▶ TO DO
Echo the records below line for line, without changing anything.

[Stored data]
---
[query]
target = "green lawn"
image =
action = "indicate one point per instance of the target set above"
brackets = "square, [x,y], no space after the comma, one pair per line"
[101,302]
---
▶ PROBLEM SOLUTION
[query]
target = "green lawn"
image =
action = "indicate one point per instance of the target set above"
brackets = "square, [x,y], no space after the comma, one pair per line"
[101,302]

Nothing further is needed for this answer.